PROBLEM A — Summarize the article on the delayed health insurance penalties in two sentences.
PROBLEM B — Print the portion of the article on the delayed health insurance penalties word for word, starting at "The owners of" and ending at "Grille's vice president.".

READING TEXT —
Start of Block

The owners of the Shanty Grille restaurant in Ellicott City breathed a sigh of relief when the Obama administration delayed for a year penalties on businesses that do not provide health insurance to employees.
For months, they fretted about how they were going to cover more workers as required by the Affordable Care Act. The family-owned restaurant with about 85 workers now offers insurance to 11 employees but would have to cover about 30 more when the act is fully implemented in January, said Eric King, Shanty Grille's vice president.
The restaurant pays about $4,700 a year in premiums for each employee with insurance, but brokers have said it would cost nearly twice as much under President Barack Obama's health initiative.
"I think the decision [to delay penalties] at least in the short term is fantastic," said King, whose father owns the restaurant. "I just don't see how we would have been able to swallow the additional costs."
Complaints by companies much like Shanty Grille prompted the Treasury Department to announce late Tuesday that it would give companies with more than 50 full-time workers more time to understand the law's requirements.
"We have heard concerns about the complexity of the requirements and the need for more time to implement them effectively," wrote Mark J. Mazur, the assistant treasury secretary for tax policy, in a post on the department's website.
Mazur wrote that the federal government would look at ways to simplify the reporting requirements companies must meet.

End of Block

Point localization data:
Start of Block

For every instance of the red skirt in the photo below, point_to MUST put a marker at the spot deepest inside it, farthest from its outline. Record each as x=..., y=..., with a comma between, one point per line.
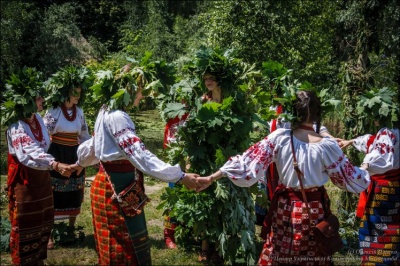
x=31, y=213
x=290, y=241
x=120, y=240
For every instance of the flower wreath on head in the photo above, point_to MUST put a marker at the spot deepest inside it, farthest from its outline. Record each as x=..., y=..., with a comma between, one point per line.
x=220, y=63
x=20, y=94
x=289, y=98
x=60, y=85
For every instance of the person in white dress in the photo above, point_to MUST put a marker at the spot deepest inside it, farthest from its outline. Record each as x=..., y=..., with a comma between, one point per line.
x=320, y=159
x=378, y=207
x=30, y=198
x=123, y=240
x=66, y=124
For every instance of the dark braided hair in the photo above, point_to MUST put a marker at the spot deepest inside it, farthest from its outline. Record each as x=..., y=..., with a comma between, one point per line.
x=307, y=108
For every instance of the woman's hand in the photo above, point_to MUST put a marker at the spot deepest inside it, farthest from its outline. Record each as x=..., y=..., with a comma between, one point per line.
x=64, y=169
x=76, y=167
x=190, y=181
x=205, y=182
x=345, y=143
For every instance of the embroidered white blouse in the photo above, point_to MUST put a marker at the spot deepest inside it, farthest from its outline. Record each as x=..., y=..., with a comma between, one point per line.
x=318, y=161
x=55, y=122
x=382, y=150
x=115, y=139
x=29, y=151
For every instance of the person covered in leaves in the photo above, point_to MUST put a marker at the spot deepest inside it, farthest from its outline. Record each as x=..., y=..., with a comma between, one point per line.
x=31, y=210
x=378, y=206
x=287, y=233
x=122, y=239
x=66, y=124
x=214, y=94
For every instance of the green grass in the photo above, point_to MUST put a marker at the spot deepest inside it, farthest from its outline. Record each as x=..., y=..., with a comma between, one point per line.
x=150, y=129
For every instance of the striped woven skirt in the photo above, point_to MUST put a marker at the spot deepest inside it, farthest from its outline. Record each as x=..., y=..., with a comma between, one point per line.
x=120, y=240
x=68, y=192
x=379, y=233
x=290, y=241
x=31, y=214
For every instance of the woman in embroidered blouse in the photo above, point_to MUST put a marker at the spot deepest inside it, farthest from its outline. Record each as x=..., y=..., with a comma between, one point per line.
x=122, y=240
x=31, y=210
x=67, y=127
x=378, y=206
x=320, y=159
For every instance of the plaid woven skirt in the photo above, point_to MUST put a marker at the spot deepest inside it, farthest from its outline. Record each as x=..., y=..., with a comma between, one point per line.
x=379, y=233
x=290, y=241
x=120, y=240
x=31, y=214
x=68, y=192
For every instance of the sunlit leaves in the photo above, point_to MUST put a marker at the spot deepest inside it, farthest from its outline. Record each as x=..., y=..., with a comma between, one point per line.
x=22, y=88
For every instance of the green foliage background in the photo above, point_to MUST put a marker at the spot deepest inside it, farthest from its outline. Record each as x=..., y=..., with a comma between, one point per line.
x=349, y=50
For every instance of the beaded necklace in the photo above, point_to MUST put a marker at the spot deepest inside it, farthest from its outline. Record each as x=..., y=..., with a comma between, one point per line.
x=35, y=127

End of Block

EXERCISE RESULT A — The owners of the Shanty Grille restaurant in Ellicott City were relieved when the Obama administration delayed for a year the penalties on businesses that do not provide employee health insurance, since the restaurant insures 11 of its roughly 85 workers and would otherwise have to cover about 30 more. Prompted by complaints from companies like it, the Treasury Department gave companies with more than 50 full-time workers more time and said it would look at ways to simplify the reporting requirements.

EXERCISE RESULT B —
The owners of the Shanty Grille restaurant in Ellicott City breathed a sigh of relief when the Obama administration delayed for a year penalties on businesses that do not provide health insurance to employees.
For months, they fretted about how they were going to cover more workers as required by the Affordable Care Act. The family-owned restaurant with about 85 workers now offers insurance to 11 employees but would have to cover about 30 more when the act is fully implemented in January, said Eric King, Shanty Grille's vice president.